The problem ▸
Repeat each line exactly, leaving nothing out.

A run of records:
# # # # #
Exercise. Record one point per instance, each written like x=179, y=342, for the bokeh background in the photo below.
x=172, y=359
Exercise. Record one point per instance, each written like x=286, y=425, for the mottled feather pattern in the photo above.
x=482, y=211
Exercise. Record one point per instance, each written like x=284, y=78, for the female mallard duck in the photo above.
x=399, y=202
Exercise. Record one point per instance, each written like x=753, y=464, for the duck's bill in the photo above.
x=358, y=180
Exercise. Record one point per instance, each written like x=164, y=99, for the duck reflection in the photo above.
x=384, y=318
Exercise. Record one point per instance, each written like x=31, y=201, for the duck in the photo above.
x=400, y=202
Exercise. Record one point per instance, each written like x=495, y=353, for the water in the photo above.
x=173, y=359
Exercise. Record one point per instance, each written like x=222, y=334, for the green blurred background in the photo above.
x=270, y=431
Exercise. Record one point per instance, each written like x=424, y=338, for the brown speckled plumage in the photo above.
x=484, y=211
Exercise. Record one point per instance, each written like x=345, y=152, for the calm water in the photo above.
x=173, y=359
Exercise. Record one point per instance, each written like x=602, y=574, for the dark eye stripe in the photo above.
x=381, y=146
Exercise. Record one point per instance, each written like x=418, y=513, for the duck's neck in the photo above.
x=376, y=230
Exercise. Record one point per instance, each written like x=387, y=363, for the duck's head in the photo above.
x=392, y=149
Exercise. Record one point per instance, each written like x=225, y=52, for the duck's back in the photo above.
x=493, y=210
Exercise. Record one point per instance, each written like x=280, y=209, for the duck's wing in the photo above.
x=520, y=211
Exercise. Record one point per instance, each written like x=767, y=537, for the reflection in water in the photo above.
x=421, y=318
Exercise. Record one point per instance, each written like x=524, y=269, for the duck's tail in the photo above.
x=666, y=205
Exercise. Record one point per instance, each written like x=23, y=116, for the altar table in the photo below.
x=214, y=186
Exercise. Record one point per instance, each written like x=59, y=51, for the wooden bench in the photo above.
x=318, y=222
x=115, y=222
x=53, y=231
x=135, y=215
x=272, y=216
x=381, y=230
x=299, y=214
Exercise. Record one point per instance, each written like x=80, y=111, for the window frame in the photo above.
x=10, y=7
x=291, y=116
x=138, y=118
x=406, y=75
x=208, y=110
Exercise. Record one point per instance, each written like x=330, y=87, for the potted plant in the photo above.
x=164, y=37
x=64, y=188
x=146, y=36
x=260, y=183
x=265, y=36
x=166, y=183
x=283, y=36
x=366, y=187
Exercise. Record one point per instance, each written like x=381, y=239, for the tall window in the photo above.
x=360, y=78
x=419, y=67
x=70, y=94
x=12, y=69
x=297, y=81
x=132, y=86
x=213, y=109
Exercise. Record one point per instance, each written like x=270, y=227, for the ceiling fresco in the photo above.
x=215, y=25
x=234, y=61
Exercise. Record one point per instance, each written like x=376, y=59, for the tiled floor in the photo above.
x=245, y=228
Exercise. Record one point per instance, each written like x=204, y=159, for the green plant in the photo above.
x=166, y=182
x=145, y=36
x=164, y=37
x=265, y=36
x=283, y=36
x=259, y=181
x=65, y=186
# # # # #
Answer to the exercise ▸
Exercise. Record one point per instance, each written like x=179, y=342, for the bokeh background in the photo below.
x=172, y=359
Exercise. Record one point per instance, each written like x=286, y=425, for the mottled feather pattern in the photo above.
x=482, y=211
Exercise. Record one point per instance, each written like x=284, y=78, for the female mallard duck in the photo above.
x=399, y=202
Exercise. Record one point per instance, each written like x=753, y=464, for the duck's bill in the photo above.
x=358, y=180
Exercise. Record one point per instance, each written like x=164, y=99, for the duck reflection in the photo above.
x=384, y=318
Exercise. Record one point per instance, each written like x=31, y=201, for the duck in the photo above.
x=400, y=202
Exercise. Record one point per instance, each written like x=495, y=353, for the water in the photo above.
x=173, y=359
Exercise. Record one point per instance, each written like x=222, y=334, for the green blurred background in the photo above.
x=270, y=431
Exercise. Record one point per instance, each written like x=424, y=338, for the brown speckled plumage in the photo above.
x=484, y=211
Exercise. Record one point per instance, each written like x=345, y=152, for the calm water in the photo above.
x=173, y=359
Exercise. Record one point per instance, each written like x=602, y=574, for the dark eye stripe in the photo above.
x=381, y=146
Exercise. Record one point per instance, each written like x=418, y=513, for the duck's neck in the photo above.
x=376, y=230
Exercise. Record one point per instance, each written like x=387, y=363, for the duck's head in the photo above.
x=392, y=149
Exercise. Record one point per instance, each written like x=225, y=52, for the duck's back in the photo above.
x=493, y=210
Exercise. Record one point per instance, each written like x=280, y=209, for the duck's wing in the photo above.
x=520, y=211
Exercise. Record one point per instance, each written like x=767, y=537, for the reflection in water in the photo above.
x=421, y=318
Exercise. Record one point per instance, each written like x=524, y=269, for the duck's tail in the photo above.
x=666, y=205
Exercise. Record one point per instance, each written like x=23, y=116, for the altar table in the photo below.
x=214, y=186
Exercise. Record one point per instance, each written like x=59, y=51, for the wooden bench in the photo above.
x=318, y=222
x=115, y=222
x=53, y=231
x=135, y=215
x=272, y=216
x=381, y=230
x=299, y=214
Exercise. Record one point per instance, each written like x=80, y=111, for the window frame in the photo above.
x=10, y=7
x=291, y=116
x=138, y=118
x=406, y=75
x=208, y=110
Exercise. Record one point per instance, each written like x=330, y=87, for the potted plant in the photo above.
x=164, y=37
x=64, y=188
x=146, y=36
x=260, y=183
x=265, y=36
x=166, y=183
x=283, y=36
x=366, y=187
Exercise. Record one point per instance, each written like x=381, y=239, for the tall window in the photo above.
x=360, y=78
x=419, y=67
x=70, y=94
x=12, y=69
x=297, y=81
x=132, y=86
x=213, y=109
Exercise. Record one point per instance, each written like x=270, y=227, for the ceiling fresco in the photo above.
x=215, y=25
x=234, y=61
Exercise. Record one point per instance, each written like x=376, y=59, for the tiled floor in the photo above.
x=245, y=228
Exercise. Record one point per instance, each written like x=204, y=159, for the green plant in the photo above.
x=166, y=182
x=145, y=36
x=164, y=37
x=265, y=36
x=283, y=36
x=259, y=181
x=65, y=186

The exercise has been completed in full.